> _TASK TO CARRY OUT_
Every record should be copied exactly, except that pictures are to be omitted.

> _DATASET ENTRIES_
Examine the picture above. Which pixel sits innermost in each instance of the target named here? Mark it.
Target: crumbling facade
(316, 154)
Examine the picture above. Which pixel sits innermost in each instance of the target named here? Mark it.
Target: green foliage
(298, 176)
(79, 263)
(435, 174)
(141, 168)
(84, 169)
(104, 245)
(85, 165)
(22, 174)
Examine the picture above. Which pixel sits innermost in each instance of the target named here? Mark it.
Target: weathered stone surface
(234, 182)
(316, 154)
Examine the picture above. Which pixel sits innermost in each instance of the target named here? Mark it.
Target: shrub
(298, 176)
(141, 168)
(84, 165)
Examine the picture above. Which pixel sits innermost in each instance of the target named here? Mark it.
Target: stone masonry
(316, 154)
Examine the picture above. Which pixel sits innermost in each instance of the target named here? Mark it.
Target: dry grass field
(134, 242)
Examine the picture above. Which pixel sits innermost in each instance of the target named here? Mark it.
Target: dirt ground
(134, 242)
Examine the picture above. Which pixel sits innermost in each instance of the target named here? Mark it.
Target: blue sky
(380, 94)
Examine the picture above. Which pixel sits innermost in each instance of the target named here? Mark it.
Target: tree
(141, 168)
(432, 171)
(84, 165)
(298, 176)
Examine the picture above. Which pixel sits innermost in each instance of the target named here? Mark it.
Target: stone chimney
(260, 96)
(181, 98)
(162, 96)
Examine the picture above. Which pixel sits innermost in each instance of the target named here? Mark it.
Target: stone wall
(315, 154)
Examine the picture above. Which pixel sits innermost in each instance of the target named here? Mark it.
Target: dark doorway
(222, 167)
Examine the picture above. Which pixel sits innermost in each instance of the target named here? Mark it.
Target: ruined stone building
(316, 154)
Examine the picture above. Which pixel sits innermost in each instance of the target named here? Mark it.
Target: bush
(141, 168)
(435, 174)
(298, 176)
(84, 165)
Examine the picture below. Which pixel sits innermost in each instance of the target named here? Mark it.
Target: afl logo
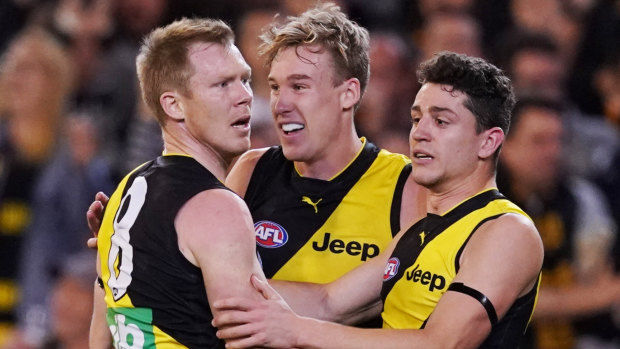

> _ANSWER BOX_
Examine the picture above. Which pixel sits innermost in each instance of the target named here? Mark it.
Target: crumbling facade
(316, 154)
Examine the picture above. Which pixel sits innermost in each instance of the target named here? Mark it.
Target: green foliage
(298, 176)
(79, 263)
(435, 174)
(141, 168)
(84, 169)
(104, 245)
(85, 165)
(22, 174)
Examine the picture above. Which pixel sits innermost in each instance of the target named here? Mark it.
Target: weathered stone surface
(234, 182)
(316, 154)
Examine the picture above. Which pixel sits innermost in each instance of the target named here? Mark it.
Target: shrub
(298, 176)
(141, 168)
(84, 165)
Examine the picture above. Which pixel sits innermost in each instance of the target named here? Mark it.
Target: stone masonry
(316, 154)
Examine the picture above. Which pixel sits innermost in each instance of the target named here? Mark it.
Target: dry grass field
(134, 242)
Examine the picture above. Which pixel sits innermost in each instance of the target named here? Mark it.
Target: dirt ground
(134, 242)
Examine the picture above. Which pixel sits innermost in each instance of the target named here? Mark it.
Target: blue sky
(380, 94)
Examine the picture above. Which pixel sits innermost in each instance of the target named here? Mark it.
Target: tree
(141, 168)
(432, 171)
(84, 165)
(298, 176)
Examine the picture above. Which pixel sits innermost in each instance of the target named here? Mark it.
Target: stone chimney
(260, 96)
(181, 98)
(162, 96)
Examine the picture above. Which pixel sits innermost in each instance of the target named here? Mark it.
Target: stone wall
(315, 154)
Examine the picture above. Which pixel sits innermost in each instance of the target named here? Mark it.
Target: dark doorway
(222, 167)
Examine the picture above. Which pixel sits innermost in each instance of the target named here? Mark it.
Target: ruined stone building
(316, 154)
Examine the picture above. Which pixel sits innermost in each instance of the target named here? Mark it.
Target: bush
(141, 168)
(435, 174)
(298, 176)
(84, 165)
Examine the picture below. Which pixel sits innermost in each instance of the target named here? Mark it.
Target: afl logo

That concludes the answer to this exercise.